WHAT NEEDS TO BE DONE: Look below for the line holding "Identify the position of each instance of the two-story" and the line holding "Identify the position of each instance of the white window". Repeat those two and everything between, exactly.
START STORED DATA
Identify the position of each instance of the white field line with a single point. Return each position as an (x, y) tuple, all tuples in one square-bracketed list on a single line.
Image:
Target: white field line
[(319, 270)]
END STORED DATA
START STORED DATA
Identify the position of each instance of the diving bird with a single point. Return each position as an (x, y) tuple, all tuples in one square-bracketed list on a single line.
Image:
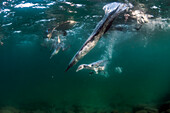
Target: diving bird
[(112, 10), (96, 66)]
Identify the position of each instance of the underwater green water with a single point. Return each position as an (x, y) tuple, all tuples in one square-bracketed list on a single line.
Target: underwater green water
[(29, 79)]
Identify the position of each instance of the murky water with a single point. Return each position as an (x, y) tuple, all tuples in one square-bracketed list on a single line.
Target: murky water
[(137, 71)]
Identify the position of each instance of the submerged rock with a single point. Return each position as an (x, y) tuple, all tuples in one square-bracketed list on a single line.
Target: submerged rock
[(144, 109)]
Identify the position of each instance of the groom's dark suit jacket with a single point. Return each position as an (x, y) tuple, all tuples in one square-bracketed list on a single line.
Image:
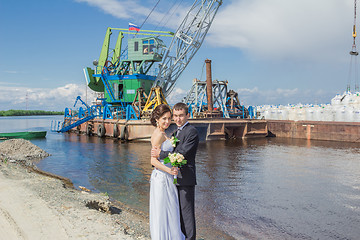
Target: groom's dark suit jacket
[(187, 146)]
END STORED DATA
START STORED DATA
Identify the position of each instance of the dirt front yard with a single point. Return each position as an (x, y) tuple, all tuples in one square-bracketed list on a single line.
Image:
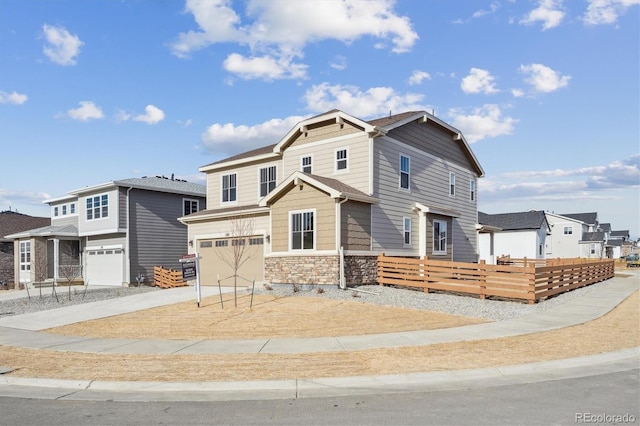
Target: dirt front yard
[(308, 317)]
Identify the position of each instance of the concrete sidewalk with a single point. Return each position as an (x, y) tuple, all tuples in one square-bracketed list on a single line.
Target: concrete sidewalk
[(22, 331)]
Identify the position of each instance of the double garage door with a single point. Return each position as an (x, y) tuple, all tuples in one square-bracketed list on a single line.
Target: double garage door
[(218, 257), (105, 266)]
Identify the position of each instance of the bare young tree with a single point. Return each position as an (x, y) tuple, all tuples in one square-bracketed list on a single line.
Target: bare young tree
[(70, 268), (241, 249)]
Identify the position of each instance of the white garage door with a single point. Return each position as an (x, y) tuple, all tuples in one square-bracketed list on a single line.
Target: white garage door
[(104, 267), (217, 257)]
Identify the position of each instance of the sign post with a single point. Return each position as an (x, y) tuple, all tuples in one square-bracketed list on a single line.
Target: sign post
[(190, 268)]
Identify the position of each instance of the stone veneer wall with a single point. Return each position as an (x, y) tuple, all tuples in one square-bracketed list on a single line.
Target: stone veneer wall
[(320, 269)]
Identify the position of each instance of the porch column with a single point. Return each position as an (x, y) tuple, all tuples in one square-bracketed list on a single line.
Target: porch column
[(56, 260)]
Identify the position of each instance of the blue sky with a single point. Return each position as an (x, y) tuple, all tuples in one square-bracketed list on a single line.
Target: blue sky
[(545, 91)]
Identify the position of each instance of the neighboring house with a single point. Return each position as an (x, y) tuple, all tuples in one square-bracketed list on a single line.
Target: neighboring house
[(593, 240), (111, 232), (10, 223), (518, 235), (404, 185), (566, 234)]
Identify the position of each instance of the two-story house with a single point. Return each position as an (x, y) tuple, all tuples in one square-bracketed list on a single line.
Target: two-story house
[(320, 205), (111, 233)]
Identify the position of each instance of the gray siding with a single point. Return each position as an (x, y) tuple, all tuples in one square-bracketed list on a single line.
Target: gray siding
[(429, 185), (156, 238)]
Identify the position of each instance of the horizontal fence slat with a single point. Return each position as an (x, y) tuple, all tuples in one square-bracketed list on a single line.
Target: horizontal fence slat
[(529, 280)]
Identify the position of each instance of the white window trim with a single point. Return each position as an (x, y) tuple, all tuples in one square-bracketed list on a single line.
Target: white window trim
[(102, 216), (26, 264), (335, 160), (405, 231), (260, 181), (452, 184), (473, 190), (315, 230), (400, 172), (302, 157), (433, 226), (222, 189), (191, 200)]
END STORED DATA
FINISHED TASK:
Identify the position of each instance of the two-story house with a single point. Return each position as an (x, y) tuple, all tuples in one square-bracketed list on a single line.
Target: two-story house
[(320, 205), (111, 233)]
Identify the position of each instance of the gray siding with a single point. Return each position as an (x, y) tuple, all tuples in one square-bracketed list on a single line.
Target: gray siding
[(429, 185), (156, 238)]
Identify the position of each instance of the horizontal fence slat with a single point. Return each position as an (x, y) tuple, all tuples in one square-bracketed list on a single line.
Target: horizontal fence slat
[(529, 280)]
Identify the position of each instance of the white window trim with a single point. Return each position as an (x, y) tuple, all tuples in one square-bracketed list on a single line.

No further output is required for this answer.